Exercise aim = Could you copy the records below exactly, leaving out any pictures they include?

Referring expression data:
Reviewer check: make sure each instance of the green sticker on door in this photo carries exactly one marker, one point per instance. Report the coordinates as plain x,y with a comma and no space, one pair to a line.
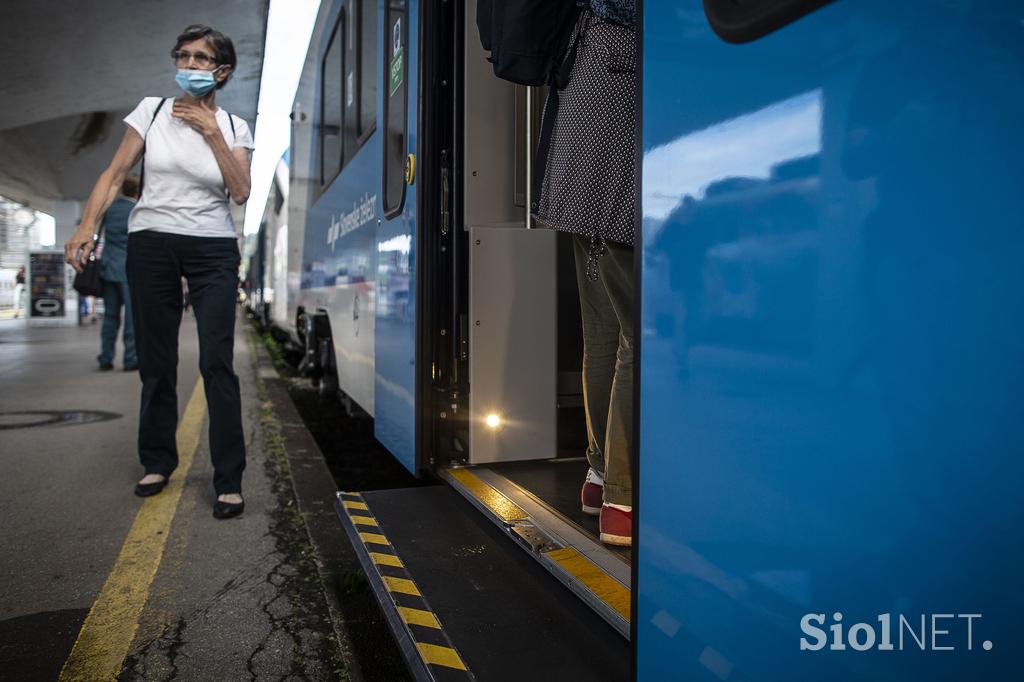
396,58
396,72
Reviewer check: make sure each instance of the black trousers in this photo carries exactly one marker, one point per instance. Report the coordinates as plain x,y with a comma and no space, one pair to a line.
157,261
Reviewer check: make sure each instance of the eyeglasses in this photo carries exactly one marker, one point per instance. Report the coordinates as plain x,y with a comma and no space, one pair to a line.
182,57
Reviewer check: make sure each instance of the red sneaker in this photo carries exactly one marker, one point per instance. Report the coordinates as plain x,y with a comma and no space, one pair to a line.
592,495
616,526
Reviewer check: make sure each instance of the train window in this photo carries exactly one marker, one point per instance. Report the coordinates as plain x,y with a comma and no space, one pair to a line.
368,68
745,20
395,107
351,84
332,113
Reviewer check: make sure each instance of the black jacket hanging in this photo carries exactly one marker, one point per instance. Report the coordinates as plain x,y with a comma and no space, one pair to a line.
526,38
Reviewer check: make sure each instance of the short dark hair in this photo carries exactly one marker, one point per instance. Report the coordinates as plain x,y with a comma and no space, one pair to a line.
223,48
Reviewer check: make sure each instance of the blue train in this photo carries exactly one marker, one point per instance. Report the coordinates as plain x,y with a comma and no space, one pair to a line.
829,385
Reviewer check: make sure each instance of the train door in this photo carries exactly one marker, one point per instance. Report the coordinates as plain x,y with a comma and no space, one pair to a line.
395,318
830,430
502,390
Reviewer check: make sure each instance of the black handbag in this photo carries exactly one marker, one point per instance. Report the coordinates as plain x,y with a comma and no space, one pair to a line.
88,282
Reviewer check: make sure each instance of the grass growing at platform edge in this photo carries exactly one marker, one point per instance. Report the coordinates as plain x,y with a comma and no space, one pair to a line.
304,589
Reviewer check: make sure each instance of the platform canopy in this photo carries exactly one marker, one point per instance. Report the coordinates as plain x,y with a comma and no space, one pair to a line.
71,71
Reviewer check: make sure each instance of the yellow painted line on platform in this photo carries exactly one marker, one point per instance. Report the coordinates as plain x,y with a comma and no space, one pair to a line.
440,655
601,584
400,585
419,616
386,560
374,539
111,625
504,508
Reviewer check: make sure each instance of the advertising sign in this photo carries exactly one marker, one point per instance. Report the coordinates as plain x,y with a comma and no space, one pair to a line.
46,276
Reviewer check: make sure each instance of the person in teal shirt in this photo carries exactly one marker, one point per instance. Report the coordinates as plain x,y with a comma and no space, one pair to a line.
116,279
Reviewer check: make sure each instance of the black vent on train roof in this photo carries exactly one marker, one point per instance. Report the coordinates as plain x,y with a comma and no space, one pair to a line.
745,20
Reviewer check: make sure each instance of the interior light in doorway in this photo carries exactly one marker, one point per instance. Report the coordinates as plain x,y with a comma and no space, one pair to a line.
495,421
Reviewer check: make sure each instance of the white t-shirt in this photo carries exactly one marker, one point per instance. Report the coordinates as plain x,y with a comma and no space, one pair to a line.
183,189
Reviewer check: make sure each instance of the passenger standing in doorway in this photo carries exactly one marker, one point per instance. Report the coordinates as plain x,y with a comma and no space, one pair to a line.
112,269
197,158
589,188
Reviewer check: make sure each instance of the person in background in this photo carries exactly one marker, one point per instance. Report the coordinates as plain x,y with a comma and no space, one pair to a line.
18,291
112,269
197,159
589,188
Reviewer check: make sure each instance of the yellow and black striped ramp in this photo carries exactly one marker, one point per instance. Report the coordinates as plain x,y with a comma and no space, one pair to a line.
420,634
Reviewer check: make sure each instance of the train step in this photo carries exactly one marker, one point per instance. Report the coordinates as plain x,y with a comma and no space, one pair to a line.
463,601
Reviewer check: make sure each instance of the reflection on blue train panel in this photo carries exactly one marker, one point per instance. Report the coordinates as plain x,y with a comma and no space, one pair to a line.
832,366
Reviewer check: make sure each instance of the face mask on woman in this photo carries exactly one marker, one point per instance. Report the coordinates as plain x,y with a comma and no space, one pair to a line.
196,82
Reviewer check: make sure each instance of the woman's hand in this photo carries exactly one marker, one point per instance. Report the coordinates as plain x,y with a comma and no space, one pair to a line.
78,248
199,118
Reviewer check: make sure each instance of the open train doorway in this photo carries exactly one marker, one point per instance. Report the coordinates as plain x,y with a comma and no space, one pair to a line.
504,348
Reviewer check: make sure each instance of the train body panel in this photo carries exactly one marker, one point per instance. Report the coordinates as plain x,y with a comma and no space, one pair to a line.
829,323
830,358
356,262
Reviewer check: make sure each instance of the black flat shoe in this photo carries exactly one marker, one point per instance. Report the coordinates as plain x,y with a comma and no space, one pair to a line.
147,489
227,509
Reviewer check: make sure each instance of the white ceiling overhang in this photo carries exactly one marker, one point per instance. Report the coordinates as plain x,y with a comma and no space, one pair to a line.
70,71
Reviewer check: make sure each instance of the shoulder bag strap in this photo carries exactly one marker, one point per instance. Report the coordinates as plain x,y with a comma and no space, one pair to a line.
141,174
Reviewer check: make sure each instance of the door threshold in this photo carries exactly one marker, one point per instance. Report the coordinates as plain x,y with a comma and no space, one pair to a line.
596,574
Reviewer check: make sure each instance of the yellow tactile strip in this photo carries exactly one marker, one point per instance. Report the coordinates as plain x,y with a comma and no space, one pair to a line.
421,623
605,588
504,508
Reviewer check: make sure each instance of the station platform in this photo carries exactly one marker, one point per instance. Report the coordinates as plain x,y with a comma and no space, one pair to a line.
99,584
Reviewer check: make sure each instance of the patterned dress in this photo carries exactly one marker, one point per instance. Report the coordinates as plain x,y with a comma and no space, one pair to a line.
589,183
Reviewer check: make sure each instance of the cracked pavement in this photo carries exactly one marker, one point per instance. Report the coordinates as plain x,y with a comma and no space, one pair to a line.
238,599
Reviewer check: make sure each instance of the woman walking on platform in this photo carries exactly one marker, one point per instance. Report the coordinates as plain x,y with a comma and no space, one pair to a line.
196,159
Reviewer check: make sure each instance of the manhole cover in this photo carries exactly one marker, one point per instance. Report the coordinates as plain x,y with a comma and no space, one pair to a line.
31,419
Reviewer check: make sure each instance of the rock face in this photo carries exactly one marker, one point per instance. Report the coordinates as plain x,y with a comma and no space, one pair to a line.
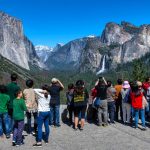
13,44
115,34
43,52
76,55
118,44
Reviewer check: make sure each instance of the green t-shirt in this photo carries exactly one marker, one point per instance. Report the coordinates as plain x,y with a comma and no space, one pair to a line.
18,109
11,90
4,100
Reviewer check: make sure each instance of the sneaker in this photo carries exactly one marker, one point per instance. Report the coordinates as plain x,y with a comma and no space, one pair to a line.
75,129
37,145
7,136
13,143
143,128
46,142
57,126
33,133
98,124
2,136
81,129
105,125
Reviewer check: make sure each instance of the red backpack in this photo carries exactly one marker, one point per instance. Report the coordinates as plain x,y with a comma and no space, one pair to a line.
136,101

Response for this exercise =
Reviewer check: make sure each instance of the green sticker on door in this photo carries exactly one marker, one point per instance. Report the coordinates as plain x,y with a comma and no space, one pair to a line.
396,58
396,72
Reviewer check: make sure each instance of the black trousers in this photo carries exactly one marker, one point per instance. Report the coordinates as plain x,y with a comma and no space, one pair to a line.
157,261
Reviewer check: make sure each instance of the eyeglasses in this photo carries exactly one marker, one point per instance. Report the coordinates as plain x,y with a comma and no space, one pair to a line.
182,57
Reviewer check: make sure each instance of the red sneaker in this photo carries exactly one marker, one point per instance. Report the coordinates as plain x,y with a comma and no space, one pair to a line.
592,495
616,526
Reviewer check: make sure each instance of the train window in this photo carries exactly one marker, one point per instance. Report the coordinates as plain x,y with a comma and no space, one pair to a line.
368,68
745,20
395,107
351,84
332,113
Reviewer check: make sure each instance of the black jacket hanging in this photo carries exactly one marker, one point per instance. Report the coordinates as plain x,y with a comma and no space, one pair to a line.
526,38
Reviewer check: make sure each instance of the short dark hair in this photo carries exactly one marker, one point per instance. Report the coordinates as plain x,y with a comma and no space, one pair to a line.
223,48
Reviewer check: make sure each instance of the blue train in this photo carries exactly one marker, one point per instance. Report the coordinates as plain x,y with a comma and no space, one pair to a line.
829,385
Reviewer check: make sure each instance of the train door in this photo carries exactly one marker, one point per instance. Report the coordinates as plain x,y with a comma and no space, one pair to a line.
395,318
830,430
502,390
Reviewer check: make sure each instance of the black handbag in this photo carries exactly one marker, one point per instance. Report the coordinates as plain x,y with a comma and no space, one pair to a line.
88,282
Reviewer check: make sure each instance of the grass growing at platform edge in this photo carries exactly one marker, one point per instance. Report the coordinates as plain x,y with a comma and no space, one pair to a line.
304,589
Reviewer check: make sure each instance of the platform canopy in this photo carries exactly one marker, one point per instance. Report the coordinates as plain x,y with a comma and no space, one pair to a line.
71,71
Reviewer check: make sure each instance of the yellow painted line on platform in this photo carries exactly one marker, one point per instance. Report the coordinates as plain x,y with a comma and no space, one pair to a line.
440,655
601,584
400,585
419,616
386,560
374,539
111,625
504,508
Reviewer check: make sure each instance of the advertising sign in this photo carries exactly one marker, one point per instance. Report the coordinates as plain x,y with a comma and no space, one pair to a line.
46,276
Reviewer check: make sure each instance of the person in teal shirt in this photo carries exactly one marker, one point per instance. Report the coordinates as plain x,y with a comma and no space, one pair to a line.
116,279
Reviewer check: make sure each instance of the black vent on train roof in this photo carries exactly one marker, one point per instance. Report the coordinates as plain x,y with a comma and no space, one pair to a line.
745,20
Reviewer check: make sure each instance of the interior light in doorway in this photo carries exactly one marker, one point per instance. Report the coordinates as plain x,y with a comma and no space, one pair to a line.
495,421
Reviewer check: make sure each instance of the white t-shirt in this photo carries exactly one marker, one point per instance. Report the coordinates as plain x,y with a comma and no space, one pair to a line.
183,189
Reviewer check: make sure each instance of the passenger standing in doorway in this photo carries exactly one marker, one point per instance. Report the coordinates as plain x,y with a comma and no space, one pair to a line.
112,269
197,158
589,188
Reviewer check: make sure each instance of the person in background in this photo carries exactly one marker, one point per instance. Report the coordinates as plain x,y with a comma and no space, one pair to a line.
18,291
112,269
197,159
589,188
Reviewer check: make sure each instance of the yellow and black striped ramp in this photo carries exactly one marker, one point per instance. Report the coordinates as plain x,y with a comma and no space, one pair to a line.
420,634
Reviewer check: make sure each instance of the train step in this photo carries exactly one marker, one point per instance. Report the coordinates as plain x,y with a comma and no space, one pair to a line.
463,601
Reviewer check: make sure each instance of the reflection on blue train panel in this photo carries exactly one marker, one point per instance. Report the coordinates as plain x,y with a comma and no space, one pair to a line.
832,366
Reviewer check: make sure each instance of the face mask on woman in this photo carries exactly one marker, one point per instance. Report the coordinates as plain x,y with a comma and no space, one pair to a line.
196,82
Reviewer check: make sure each instance of the woman's hand in this photo carries exactly one marker, one point per instance. Report the coordinates as plain x,y with a comma and no space, one pair to a line.
78,248
199,118
Reviewer check: make sure each instance of the open train doorway in this photo carries exactly one marker, one point per instance. Report the coordinates as plain x,y with a comma and no space, one pair to a line.
504,348
Reviewer check: make sure each instance of the train body panel in this photo carries exactly one marker, one point per instance. Report the coordinates as plain x,y with a comma and no space, one pair to a line.
829,323
830,358
356,262
Reviewer check: make sure each instance of the black flat shoe in this photo carries exactly one marker, one point per instance. Report the coordinates as plain x,y with a comma and no space, one pair to a line.
147,489
227,509
Reviewer check: make sure each instance of the white ceiling overhang in this photo carries exactly one marker, one point per instance. Report the coordinates as plain x,y with a comma and no space, one pair to a line.
70,71
Reviewer check: make sure each instance of the shoulder bag strap in this photo carries exactly one marker, one point per instance. Report the coordinates as plain x,y with a comma and no space, one pair to a line.
141,174
Reviewer check: make sure each instance of the door threshold in this photo carries exactly one marker, one point per instance. Report the coordinates as plain x,y with a comma and no space, one pair to a line.
596,574
Reviewer check: make sure each instance of the yellow tactile strip in this photo carries exactly one marker, one point per instance. Report the coordinates as plain x,y with a comma and no space, one pair to a line.
421,623
605,588
504,508
Reviewer check: make sure each instance of the station platform in this photo carries exactly one marker, one point per instance. Report the coordinates as plain x,y with a comma and no space, one pair to a line.
99,584
Reviewer check: make sure each instance of the patterned dress in this photo carries exactly one marker, one point per instance. Report the coordinates as plain x,y with a comma and no space, one pair to a line.
589,183
Reviewer check: make sure each instance of the cracked pavement in this photo carries exactly one marker, one point per instance. Report the coordinates as plain x,y with a comma and no space, one pair to a line.
238,599
Reviewer check: make sure each instance of the woman walking on platform in this photo carries exactly one marker, one point per instance. Report the coordinates as plain x,y with a comma and no space, one pair to a line.
196,159
Reviewer check: make sure each instance of the manhole cover in this photo carries exactly one marker, one point per instance. Report the coordinates as plain x,y with a comma and no space, one pair to a line.
31,419
Reviewer check: make sure each instance of the rock face in this photo carries exactly one marker, one point per instance. Report the coordinates as plain x,y with a comma and no space, one pair to a line.
13,44
115,34
43,52
76,55
118,44
Reviewer check: make sure each instance of the green t-shirt in this photo carries exactly one marker, one point per instance. Report the coordinates as plain x,y with a comma and no space, one pair to a line.
18,109
11,90
4,100
Reviewer check: make sure each instance of the sneaker in this photo carries exactly one marker, one point per instance. Report the coordinates as plain x,y with a comma and no space, one pair to a line.
75,129
37,145
7,136
13,143
143,128
46,142
57,126
33,133
98,124
2,136
81,129
105,125
Reviewer check: make sure each instance of the red backpack in this photo carries exactly one marker, one point per instance. Report the coordinates as plain x,y with a comma and no space, one pair to a line.
136,101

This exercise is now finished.